> **Task to carry out**
Repeat each line exactly, leaving nothing out.

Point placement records
····················

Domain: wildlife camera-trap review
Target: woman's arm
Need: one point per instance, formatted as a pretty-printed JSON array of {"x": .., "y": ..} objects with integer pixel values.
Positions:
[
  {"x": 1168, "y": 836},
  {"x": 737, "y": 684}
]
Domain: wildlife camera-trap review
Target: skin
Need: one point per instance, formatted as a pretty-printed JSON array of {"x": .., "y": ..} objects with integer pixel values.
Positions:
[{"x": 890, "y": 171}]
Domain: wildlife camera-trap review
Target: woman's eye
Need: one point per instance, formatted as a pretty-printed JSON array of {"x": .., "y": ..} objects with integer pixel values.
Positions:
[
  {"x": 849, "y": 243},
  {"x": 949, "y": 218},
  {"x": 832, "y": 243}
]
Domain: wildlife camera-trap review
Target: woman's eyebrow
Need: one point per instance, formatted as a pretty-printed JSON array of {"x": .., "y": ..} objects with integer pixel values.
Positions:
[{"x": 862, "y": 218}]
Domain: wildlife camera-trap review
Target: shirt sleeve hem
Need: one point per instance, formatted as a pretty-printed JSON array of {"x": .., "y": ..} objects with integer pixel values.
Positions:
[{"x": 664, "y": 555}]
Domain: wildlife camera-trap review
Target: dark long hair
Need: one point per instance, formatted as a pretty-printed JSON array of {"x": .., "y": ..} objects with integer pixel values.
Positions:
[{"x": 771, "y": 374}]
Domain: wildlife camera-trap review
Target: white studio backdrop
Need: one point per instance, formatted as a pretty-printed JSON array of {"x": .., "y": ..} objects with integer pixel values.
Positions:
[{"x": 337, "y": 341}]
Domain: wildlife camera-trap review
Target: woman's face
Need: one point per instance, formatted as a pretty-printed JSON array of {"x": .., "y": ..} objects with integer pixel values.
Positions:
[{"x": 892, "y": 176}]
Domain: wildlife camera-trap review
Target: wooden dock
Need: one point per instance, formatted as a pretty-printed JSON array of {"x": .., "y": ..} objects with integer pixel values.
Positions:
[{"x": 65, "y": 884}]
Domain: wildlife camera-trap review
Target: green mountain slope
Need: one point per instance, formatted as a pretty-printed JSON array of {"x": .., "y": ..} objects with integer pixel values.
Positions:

····················

> **Response to this exercise**
Domain: wildlife camera-trap review
Target: woman's arm
Need: one point per instance, formatted as a pretty-printed JSON array of {"x": .., "y": ..} objects with integer pixel values.
Positions:
[
  {"x": 1168, "y": 836},
  {"x": 737, "y": 684}
]
Domain: wildlife camera-trap review
Target: skin
Need: one point per instance, formatted as a pretty-printed JSON array of {"x": .., "y": ..} objects with integer pixel values.
Positions:
[{"x": 890, "y": 171}]
Domain: wildlife camera-trap review
Target: woman's eye
Need: one point per instance, formatted as a pretty-printed JSON array of {"x": .., "y": ..} objects with integer pixel values.
Positions:
[
  {"x": 849, "y": 243},
  {"x": 949, "y": 218},
  {"x": 832, "y": 243}
]
Domain: wildlife camera-trap review
Target: woman's eyebrow
Need: one point per instance, formatted as a pretty-printed JSON array of {"x": .., "y": ..} objects with integer pixel values.
Positions:
[{"x": 862, "y": 218}]
Domain: wildlife camera-trap review
Target: shirt sleeve hem
Need: one point per instance, formatted as a pretty-printed JSON array of {"x": .., "y": ..} objects with integer pixel values.
Positions:
[{"x": 664, "y": 555}]
Domain: wildlife camera-trap review
Target: dark long hair
Need: one point per instance, formatted as a pretty-printed JSON array of {"x": .., "y": ..} objects with integer pixel values.
Positions:
[{"x": 771, "y": 374}]
Domain: wildlife camera-trap review
Target: white studio backdrop
Need: one point per instance, formatted as a pretty-printed JSON array of {"x": .., "y": ..} objects with integer pixel values.
Positions:
[{"x": 337, "y": 341}]
Domain: wildlife camera-trap review
Target: woman's face
Need: one point per instance, formatted as a pretty-printed JSON array of {"x": .., "y": ..} objects with integer pixel values.
Positions:
[{"x": 892, "y": 176}]
Domain: wildlife camera-trap review
Target: wooden dock
Need: one point per instance, formatted as a pretty-printed JSON array of {"x": .., "y": ..} objects with integer pixel values.
Positions:
[{"x": 65, "y": 884}]
Domain: wildlife camera-trap review
Target: green mountain slope
Need: one point per instance, formatted as a pretty-printed JSON array of {"x": .., "y": ..} objects with integer pixel values.
Positions:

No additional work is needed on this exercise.